Phrase grounding data
________________________________________

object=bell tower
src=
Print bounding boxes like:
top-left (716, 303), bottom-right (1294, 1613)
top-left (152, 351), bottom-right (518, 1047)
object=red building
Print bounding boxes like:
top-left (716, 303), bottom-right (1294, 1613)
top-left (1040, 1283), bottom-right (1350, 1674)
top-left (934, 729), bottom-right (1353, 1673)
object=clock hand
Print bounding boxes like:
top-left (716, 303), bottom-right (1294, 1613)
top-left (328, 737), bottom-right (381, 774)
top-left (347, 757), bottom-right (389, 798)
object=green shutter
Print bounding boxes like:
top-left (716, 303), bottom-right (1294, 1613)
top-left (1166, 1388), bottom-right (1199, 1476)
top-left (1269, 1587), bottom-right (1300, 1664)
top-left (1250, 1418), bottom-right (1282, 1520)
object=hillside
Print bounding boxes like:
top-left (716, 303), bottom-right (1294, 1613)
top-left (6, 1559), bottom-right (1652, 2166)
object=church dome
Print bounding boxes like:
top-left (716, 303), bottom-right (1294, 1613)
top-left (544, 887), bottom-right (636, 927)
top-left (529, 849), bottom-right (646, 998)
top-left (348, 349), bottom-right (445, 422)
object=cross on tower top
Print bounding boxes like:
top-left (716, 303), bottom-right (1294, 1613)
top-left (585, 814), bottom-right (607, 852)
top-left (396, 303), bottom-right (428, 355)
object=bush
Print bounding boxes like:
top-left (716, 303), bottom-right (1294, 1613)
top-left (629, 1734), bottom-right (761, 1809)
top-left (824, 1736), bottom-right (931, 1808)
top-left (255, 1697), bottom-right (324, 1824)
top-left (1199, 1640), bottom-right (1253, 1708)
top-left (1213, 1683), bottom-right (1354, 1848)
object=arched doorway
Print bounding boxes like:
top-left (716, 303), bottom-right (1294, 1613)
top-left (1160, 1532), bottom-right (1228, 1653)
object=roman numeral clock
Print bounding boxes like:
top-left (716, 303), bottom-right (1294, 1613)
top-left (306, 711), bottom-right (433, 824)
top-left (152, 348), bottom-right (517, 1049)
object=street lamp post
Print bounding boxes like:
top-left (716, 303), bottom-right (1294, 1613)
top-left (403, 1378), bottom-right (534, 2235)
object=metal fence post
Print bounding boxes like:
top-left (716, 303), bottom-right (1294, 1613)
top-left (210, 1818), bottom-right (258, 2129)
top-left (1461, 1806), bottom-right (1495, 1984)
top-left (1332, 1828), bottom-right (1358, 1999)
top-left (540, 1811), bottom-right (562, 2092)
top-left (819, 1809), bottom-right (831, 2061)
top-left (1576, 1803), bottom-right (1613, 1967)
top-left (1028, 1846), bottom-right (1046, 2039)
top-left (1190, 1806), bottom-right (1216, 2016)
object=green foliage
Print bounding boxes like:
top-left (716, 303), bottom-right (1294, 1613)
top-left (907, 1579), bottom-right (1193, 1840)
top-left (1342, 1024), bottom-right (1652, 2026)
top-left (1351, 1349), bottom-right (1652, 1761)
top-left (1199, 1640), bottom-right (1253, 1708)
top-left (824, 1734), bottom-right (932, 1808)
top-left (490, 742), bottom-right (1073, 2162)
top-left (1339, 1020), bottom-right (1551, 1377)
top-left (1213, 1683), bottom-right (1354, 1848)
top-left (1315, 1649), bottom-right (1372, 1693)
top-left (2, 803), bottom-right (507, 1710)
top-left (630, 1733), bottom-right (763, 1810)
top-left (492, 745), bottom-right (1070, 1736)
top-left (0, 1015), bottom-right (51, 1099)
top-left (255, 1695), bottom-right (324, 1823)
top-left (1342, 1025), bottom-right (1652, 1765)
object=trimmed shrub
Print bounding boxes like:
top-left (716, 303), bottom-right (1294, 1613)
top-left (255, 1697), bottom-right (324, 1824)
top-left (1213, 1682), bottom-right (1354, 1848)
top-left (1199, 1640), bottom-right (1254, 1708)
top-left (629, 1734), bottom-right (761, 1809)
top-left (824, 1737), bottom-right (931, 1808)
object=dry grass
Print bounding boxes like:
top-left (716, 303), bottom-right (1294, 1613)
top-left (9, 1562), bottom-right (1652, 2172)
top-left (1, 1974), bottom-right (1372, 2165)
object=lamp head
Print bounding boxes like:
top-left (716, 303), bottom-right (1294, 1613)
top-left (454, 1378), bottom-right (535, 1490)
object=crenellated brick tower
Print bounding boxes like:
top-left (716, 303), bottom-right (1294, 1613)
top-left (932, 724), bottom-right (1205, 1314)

________________________________________

- WORK INSTRUCTIONS -
The answer is every entry, repeated word for word.

- RESPONSE FOR THIS EXERCISE -
object=bell tower
src=
Print bounding boxes like:
top-left (716, 303), bottom-right (1294, 1613)
top-left (152, 351), bottom-right (518, 1047)
object=red building
Print bounding boxes like:
top-left (716, 303), bottom-right (1294, 1613)
top-left (1040, 1283), bottom-right (1350, 1674)
top-left (934, 729), bottom-right (1353, 1673)
object=clock hand
Print bounding boxes like:
top-left (716, 303), bottom-right (1294, 1613)
top-left (328, 737), bottom-right (381, 774)
top-left (347, 757), bottom-right (389, 798)
object=green shutter
Print bounding boxes like:
top-left (716, 303), bottom-right (1294, 1613)
top-left (1166, 1388), bottom-right (1199, 1476)
top-left (1269, 1587), bottom-right (1300, 1664)
top-left (1250, 1418), bottom-right (1282, 1520)
object=hillside
Print bounding boxes like:
top-left (716, 303), bottom-right (1294, 1613)
top-left (6, 1559), bottom-right (1652, 2166)
object=church dome
Print bounding boxes like:
top-left (716, 303), bottom-right (1294, 1613)
top-left (544, 887), bottom-right (636, 927)
top-left (529, 849), bottom-right (646, 998)
top-left (348, 349), bottom-right (445, 422)
object=cross on tower top
Print bounding boxes like:
top-left (716, 303), bottom-right (1294, 1613)
top-left (585, 814), bottom-right (607, 852)
top-left (396, 303), bottom-right (428, 355)
object=bush
Print bounding boxes like:
top-left (716, 303), bottom-right (1294, 1613)
top-left (629, 1734), bottom-right (761, 1809)
top-left (824, 1736), bottom-right (931, 1808)
top-left (255, 1697), bottom-right (324, 1824)
top-left (1199, 1640), bottom-right (1253, 1708)
top-left (1213, 1683), bottom-right (1354, 1848)
object=arched doorway
Print bounding boxes like:
top-left (716, 303), bottom-right (1294, 1613)
top-left (1160, 1532), bottom-right (1228, 1653)
object=roman numeral clock
Print bounding boxes like:
top-left (716, 303), bottom-right (1294, 1613)
top-left (306, 711), bottom-right (433, 824)
top-left (152, 348), bottom-right (517, 1049)
object=street lamp post
Print bounding boxes like:
top-left (716, 303), bottom-right (1294, 1613)
top-left (403, 1378), bottom-right (534, 2235)
object=metal fence post
Print bounding boxes like:
top-left (716, 303), bottom-right (1294, 1613)
top-left (210, 1818), bottom-right (258, 2129)
top-left (1461, 1806), bottom-right (1495, 1984)
top-left (1332, 1828), bottom-right (1358, 1999)
top-left (540, 1811), bottom-right (562, 2092)
top-left (819, 1809), bottom-right (831, 2061)
top-left (1576, 1803), bottom-right (1613, 1967)
top-left (1028, 1846), bottom-right (1046, 2039)
top-left (1190, 1806), bottom-right (1216, 2016)
object=green foliage
Print bounding boxes like:
top-left (716, 303), bottom-right (1294, 1613)
top-left (907, 1579), bottom-right (1193, 1840)
top-left (1342, 1024), bottom-right (1652, 2026)
top-left (1351, 1349), bottom-right (1652, 1761)
top-left (1199, 1640), bottom-right (1253, 1708)
top-left (824, 1734), bottom-right (932, 1808)
top-left (490, 742), bottom-right (1073, 2162)
top-left (1339, 1020), bottom-right (1551, 1377)
top-left (1213, 1683), bottom-right (1354, 1848)
top-left (1315, 1649), bottom-right (1372, 1693)
top-left (2, 803), bottom-right (507, 1710)
top-left (630, 1733), bottom-right (763, 1810)
top-left (492, 745), bottom-right (1070, 1736)
top-left (0, 1015), bottom-right (51, 1099)
top-left (255, 1695), bottom-right (324, 1823)
top-left (1342, 1025), bottom-right (1652, 1765)
object=trimmed shrub
Print bounding boxes like:
top-left (716, 303), bottom-right (1294, 1613)
top-left (255, 1697), bottom-right (324, 1824)
top-left (1213, 1682), bottom-right (1354, 1848)
top-left (1199, 1640), bottom-right (1254, 1708)
top-left (629, 1734), bottom-right (761, 1809)
top-left (824, 1737), bottom-right (931, 1808)
object=dry grass
Print bounding boxes like:
top-left (716, 303), bottom-right (1294, 1613)
top-left (9, 1562), bottom-right (1652, 2172)
top-left (1, 1974), bottom-right (1372, 2165)
object=lamp head
Print bounding boxes like:
top-left (716, 303), bottom-right (1294, 1613)
top-left (454, 1378), bottom-right (535, 1490)
object=crenellated brick tower
Print bounding boxes like:
top-left (716, 303), bottom-right (1294, 1613)
top-left (932, 724), bottom-right (1205, 1314)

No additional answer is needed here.